**INSTRUCTIONS**
**1.** List every type of event that the Redis passage says is put into the event loop.
**2.** Please continue the Redis passage from the point where it stops.

**PROVIDED PASSAGE**
>>>>>

The official answer by Redis is:

It's not very frequent that CPU becomes your bottleneck with Redis, as usually Redis is either memory or network bound. For instance, when using pipelining a Redis instance running on an average Linux system can deliver 1 million requests per second, so if your application mainly uses O(N) or O(log(N)) commands, it is hardly going to use too much CPU.

So the performance of Redis is bound to the network and memory, not the CPU. The design significantly reduces the cost of context switches.

I/O Multiplexing

The I/O multiplexing mechanism refers to a single thread handling multiple I/O streams. This capability is provided by the select/epoll functions. Redis leverages I/O multiplexing to allow multiple listening sockets and connected sockets to exist in the kernel simultaneously. Once requests arrive, they are sent to a queue (event loop) and dispatched to different event handlers.

The diagram below shows the process. Clients 1 and 2 have established connections with Redis, and Client 3 is initiating the connection. The Redis network module invokes the epoll mechanism, instructing the kernel to monitor these 3 sockets. When an accept event, read event, or write event comes in, they are put into an event loop. Redis then calls the corresponding event handlers to process the events.

Optimized Persistence

We often use Redis as a cache and keep the data in memory. If the Redis server goes down, all the data is lost. So Redis provides persistence for fast recovery. Note that the data persistence is not done on the critical path thread and can be optimized to reduce I/O pressure on the Redis server.

Redis provides two persistence mechanisms:

  1. AOF (Append Only File) log

  2. RDB snapshots

AOF

AOF log is different from Write Ahead Log (WAL). The latter means the modified data is written to a log file first before it is modified. The AOF log is the opposite. It is a write-after log, meaning Redis executes commands to modify the data in memory first and then writes it to the log file. The diagram below shows how AOF works.  

AOF log records the commands instead of the data. The event-based design simplifies data recovery. Additionally, AOF records commands after the command has been executed in memory, so it does not block the current write operation.

If we record every command on disk after it is executed, the I/O load can be high. So Redis provides three options:

RDB

The restriction of AOF is that it persists commands instead of data. When we use the AOF log for recovery, the whole log must be scanned. When the size of the log is large, Redis takes a long time to recover. So Redis provides another way to persist data - RDB.

<<<<<

**GIVEN INFORMATION**
>>>>>

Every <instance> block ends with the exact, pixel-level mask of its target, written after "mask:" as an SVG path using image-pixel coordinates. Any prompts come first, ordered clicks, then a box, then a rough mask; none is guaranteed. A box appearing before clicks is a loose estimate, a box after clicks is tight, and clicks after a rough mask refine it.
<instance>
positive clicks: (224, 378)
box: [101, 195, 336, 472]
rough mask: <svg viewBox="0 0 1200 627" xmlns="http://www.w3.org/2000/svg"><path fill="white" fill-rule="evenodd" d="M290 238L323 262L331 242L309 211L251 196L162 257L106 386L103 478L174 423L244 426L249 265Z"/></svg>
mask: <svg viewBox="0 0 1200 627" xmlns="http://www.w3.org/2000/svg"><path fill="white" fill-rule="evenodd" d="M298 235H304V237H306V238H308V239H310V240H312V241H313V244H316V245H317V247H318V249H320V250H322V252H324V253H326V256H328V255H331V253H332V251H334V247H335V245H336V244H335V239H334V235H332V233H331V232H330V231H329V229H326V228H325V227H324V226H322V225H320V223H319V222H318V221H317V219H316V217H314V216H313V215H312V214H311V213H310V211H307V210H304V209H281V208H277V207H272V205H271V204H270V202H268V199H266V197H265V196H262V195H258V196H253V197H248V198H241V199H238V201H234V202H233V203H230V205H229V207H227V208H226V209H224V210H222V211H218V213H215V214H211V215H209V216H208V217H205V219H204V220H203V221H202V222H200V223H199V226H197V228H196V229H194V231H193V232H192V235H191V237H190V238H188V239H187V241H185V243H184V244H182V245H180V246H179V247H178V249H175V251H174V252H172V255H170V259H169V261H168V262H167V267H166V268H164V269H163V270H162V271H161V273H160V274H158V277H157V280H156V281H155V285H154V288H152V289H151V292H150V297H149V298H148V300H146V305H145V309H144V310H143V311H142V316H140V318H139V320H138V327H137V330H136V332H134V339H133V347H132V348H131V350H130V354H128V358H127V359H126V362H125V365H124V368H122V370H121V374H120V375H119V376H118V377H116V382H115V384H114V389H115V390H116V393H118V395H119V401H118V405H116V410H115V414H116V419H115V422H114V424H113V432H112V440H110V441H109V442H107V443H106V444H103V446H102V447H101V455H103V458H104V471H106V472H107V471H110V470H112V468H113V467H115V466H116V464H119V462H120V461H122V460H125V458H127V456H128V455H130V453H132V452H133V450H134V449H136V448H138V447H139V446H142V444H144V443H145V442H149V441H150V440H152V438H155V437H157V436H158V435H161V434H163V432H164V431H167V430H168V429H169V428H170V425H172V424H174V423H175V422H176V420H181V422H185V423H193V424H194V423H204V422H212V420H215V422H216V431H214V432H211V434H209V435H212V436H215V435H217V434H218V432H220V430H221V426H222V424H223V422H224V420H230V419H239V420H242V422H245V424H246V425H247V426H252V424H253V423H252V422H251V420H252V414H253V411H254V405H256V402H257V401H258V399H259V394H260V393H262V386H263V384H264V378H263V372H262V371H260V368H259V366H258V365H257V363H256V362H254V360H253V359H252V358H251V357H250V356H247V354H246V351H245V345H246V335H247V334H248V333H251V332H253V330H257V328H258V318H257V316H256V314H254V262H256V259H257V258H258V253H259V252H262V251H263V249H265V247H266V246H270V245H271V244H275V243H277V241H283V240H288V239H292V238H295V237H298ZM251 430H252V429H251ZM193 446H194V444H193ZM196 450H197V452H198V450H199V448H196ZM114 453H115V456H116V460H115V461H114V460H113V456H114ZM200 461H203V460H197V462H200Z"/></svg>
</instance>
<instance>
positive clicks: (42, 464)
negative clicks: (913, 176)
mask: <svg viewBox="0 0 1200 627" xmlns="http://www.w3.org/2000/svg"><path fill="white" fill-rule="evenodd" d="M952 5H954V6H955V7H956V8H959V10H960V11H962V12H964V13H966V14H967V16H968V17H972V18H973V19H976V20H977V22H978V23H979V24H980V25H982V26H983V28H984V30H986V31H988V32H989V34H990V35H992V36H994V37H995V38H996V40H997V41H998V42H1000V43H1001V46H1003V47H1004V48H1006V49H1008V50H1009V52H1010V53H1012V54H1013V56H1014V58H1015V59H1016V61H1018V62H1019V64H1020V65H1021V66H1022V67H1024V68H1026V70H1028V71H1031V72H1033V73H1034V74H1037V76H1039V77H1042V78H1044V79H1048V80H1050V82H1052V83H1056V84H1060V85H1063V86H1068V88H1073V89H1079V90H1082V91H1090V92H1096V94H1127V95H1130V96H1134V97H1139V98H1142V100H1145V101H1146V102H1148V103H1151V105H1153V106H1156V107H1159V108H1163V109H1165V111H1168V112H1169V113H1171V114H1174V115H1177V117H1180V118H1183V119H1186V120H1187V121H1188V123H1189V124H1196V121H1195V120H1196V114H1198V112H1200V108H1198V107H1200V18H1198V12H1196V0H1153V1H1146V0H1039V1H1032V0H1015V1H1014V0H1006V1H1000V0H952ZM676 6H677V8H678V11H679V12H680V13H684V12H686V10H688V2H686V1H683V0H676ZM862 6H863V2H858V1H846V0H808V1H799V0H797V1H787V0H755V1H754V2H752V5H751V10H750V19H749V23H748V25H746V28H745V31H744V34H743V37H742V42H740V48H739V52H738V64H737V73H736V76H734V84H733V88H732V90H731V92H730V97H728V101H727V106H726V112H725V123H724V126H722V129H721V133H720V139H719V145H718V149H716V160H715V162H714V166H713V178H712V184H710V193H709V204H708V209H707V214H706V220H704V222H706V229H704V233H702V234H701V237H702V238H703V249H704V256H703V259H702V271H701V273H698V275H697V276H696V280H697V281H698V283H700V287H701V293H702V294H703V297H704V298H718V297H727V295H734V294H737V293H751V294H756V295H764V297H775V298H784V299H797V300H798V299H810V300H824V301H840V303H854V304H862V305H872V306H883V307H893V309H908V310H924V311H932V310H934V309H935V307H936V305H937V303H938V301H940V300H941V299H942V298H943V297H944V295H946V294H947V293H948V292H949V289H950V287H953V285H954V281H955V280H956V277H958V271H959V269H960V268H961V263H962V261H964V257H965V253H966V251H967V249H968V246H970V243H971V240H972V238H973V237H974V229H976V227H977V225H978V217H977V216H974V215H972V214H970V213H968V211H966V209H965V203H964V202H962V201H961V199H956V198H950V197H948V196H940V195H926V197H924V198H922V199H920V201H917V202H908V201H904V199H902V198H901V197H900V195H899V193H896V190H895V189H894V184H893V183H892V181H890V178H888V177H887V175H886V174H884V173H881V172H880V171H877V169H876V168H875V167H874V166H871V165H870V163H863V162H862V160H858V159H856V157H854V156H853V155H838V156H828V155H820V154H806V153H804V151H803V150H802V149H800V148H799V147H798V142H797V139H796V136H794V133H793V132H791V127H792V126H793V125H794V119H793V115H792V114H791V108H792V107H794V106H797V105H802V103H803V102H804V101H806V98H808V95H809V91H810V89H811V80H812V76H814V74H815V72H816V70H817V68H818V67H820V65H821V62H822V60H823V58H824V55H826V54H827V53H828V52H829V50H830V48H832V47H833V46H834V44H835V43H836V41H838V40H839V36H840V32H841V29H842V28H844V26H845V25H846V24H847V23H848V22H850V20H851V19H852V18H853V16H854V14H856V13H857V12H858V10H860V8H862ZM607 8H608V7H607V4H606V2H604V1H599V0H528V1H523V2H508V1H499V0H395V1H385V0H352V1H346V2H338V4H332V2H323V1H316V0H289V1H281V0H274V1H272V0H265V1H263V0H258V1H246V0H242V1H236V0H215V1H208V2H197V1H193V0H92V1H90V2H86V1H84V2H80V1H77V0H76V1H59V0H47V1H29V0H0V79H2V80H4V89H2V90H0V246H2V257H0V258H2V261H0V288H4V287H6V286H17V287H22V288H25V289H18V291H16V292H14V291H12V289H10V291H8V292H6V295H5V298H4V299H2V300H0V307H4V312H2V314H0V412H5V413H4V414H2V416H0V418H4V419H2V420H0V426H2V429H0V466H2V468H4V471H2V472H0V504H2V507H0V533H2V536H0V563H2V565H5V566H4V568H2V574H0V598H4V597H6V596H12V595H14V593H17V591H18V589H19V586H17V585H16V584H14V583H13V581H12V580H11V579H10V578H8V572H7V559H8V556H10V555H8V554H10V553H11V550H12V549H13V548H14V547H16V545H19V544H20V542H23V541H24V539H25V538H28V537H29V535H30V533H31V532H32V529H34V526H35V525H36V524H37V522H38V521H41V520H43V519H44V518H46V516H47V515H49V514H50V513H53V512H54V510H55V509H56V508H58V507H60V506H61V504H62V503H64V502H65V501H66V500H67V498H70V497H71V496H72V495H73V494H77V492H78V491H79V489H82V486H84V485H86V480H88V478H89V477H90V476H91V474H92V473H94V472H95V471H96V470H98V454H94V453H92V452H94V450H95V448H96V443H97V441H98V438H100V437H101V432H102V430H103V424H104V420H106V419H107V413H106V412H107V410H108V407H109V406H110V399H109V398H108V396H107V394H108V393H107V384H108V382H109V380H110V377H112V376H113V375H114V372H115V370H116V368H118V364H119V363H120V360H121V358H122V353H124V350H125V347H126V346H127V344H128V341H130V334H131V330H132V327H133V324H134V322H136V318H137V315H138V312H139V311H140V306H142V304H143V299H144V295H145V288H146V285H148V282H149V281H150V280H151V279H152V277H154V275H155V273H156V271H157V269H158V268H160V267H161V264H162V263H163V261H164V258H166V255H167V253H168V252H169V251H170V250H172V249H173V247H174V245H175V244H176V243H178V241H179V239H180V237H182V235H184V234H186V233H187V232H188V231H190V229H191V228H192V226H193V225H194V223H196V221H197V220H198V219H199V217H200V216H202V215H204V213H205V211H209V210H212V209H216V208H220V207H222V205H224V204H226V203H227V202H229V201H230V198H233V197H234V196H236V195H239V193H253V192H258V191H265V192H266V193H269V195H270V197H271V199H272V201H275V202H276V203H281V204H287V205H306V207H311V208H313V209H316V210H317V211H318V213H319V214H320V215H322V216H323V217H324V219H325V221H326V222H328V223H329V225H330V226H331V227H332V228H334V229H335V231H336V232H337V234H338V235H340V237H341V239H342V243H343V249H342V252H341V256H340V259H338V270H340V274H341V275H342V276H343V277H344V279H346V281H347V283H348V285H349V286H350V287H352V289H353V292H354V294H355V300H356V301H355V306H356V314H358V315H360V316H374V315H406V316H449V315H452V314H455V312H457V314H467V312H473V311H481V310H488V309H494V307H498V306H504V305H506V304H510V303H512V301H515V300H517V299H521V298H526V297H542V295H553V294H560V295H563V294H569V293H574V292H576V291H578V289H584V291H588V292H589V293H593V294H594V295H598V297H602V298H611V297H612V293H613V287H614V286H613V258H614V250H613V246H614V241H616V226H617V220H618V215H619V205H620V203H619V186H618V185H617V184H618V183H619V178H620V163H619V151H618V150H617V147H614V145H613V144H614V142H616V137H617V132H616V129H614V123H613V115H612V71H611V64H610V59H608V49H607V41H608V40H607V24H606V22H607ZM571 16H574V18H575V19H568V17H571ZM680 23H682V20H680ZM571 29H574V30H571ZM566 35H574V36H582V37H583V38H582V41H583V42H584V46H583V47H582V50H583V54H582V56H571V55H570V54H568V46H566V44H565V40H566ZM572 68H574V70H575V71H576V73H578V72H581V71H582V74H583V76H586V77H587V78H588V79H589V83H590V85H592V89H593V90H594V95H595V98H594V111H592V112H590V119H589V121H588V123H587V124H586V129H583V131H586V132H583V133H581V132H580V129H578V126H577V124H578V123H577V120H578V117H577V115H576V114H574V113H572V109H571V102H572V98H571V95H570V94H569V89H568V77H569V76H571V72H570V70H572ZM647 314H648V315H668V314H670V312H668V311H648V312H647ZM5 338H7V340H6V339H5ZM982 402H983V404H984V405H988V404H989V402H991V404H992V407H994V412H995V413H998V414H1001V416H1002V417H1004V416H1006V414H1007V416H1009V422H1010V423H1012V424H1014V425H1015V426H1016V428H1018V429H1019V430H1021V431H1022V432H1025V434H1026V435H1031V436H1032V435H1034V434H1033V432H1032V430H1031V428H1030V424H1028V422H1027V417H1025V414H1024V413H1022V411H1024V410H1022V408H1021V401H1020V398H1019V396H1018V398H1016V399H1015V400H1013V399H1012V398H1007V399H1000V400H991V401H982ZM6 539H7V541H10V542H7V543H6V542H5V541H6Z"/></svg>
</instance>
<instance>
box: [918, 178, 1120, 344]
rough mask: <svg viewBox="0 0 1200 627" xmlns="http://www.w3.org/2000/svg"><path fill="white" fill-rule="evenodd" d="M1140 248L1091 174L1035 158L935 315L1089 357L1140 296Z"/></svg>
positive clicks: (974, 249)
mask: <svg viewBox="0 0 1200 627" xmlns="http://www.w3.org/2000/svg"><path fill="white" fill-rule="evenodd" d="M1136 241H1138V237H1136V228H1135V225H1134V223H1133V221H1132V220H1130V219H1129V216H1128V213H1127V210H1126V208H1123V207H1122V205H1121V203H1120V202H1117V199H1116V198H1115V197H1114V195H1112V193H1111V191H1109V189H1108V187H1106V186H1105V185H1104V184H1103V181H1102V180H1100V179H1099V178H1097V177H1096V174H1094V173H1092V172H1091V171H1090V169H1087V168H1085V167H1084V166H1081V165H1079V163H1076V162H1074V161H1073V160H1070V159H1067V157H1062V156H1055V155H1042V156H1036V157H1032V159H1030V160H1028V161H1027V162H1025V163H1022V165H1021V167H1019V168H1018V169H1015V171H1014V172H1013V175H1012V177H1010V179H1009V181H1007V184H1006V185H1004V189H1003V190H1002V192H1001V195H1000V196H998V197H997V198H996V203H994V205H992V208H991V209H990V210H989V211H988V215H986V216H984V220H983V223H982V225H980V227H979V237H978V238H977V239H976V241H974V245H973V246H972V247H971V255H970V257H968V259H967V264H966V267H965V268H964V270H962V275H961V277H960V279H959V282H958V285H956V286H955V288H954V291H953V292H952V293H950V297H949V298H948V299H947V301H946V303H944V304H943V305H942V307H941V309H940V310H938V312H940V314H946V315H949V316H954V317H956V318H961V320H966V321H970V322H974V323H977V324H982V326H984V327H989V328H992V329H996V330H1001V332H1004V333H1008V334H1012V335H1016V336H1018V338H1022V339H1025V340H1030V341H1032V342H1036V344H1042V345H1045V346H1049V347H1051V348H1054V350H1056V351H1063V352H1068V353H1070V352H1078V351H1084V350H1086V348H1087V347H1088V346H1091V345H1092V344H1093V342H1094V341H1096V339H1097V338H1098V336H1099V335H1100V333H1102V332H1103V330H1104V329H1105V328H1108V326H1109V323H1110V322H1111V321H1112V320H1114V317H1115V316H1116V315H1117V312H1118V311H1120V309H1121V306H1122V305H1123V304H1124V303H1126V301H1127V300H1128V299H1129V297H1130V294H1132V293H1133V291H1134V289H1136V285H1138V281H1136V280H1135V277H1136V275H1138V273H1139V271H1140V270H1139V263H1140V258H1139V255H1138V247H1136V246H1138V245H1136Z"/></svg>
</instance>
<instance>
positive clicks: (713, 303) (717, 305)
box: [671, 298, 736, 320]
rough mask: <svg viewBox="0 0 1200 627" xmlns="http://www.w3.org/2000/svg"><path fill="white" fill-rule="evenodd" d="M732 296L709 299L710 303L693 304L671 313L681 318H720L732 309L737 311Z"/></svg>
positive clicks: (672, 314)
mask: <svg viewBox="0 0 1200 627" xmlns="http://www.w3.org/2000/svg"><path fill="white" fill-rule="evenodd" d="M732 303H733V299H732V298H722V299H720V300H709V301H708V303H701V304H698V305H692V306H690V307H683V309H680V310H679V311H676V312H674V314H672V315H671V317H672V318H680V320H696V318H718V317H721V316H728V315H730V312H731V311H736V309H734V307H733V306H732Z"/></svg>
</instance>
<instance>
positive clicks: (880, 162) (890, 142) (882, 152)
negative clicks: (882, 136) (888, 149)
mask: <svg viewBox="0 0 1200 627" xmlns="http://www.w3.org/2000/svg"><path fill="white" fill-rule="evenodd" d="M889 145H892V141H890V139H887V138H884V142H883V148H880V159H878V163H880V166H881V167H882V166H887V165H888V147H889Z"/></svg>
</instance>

<<<<<

**REPLIES**
**1.** accept event, read event, write event

**2.**
RDB records snapshots of data at specific points in time. When the server needs to be recovered, the data snapshot can be directly loaded into memory for fast recovery.

RDB process shouldn't block write operations. The diagram below shows how RDB works with the copy-on-write mechanism.

Step 1: The main thread forks the‘ bgsave’ sub-process, which shares all the in-memory data of the main thread.  ‘bgsave’ reads the data from the main thread and writes it to the RDB file. 

Steps 2 and 3:  If the main thread modifies data, a copy of the data is created.

Steps 4 and 5: The main thread then operates on the data copy. Meanwhile ‘bgsave’ sub-process continues to write data to the RDB file.  

As a result, the main thread can continue to modify data while the background copy operation is taking place.

Summary

In this issue, we talk through the components of Redis architecture and then deep dive into why Redis is fast. The in-memory data structures provide more efficiency and flexibility, allowing most scenarios to be done directly in Redis. The single-threaded operational model has fewer race conditions on the data and fewer context switches among the threads. Redis’ performance is not CPU-bound, so we don’t need to use multiple threads for critical-path operations. The newer version of Redis uses multi-threading to handle network requests, which is an optimization in response to the performance improvement of network hardware. Last but not least, Redis optimized persistence to reduce I/O pressure and avoid blocking on the main thread. 

These good design points make Redis an ideal cache choice and an excellent design example for developers.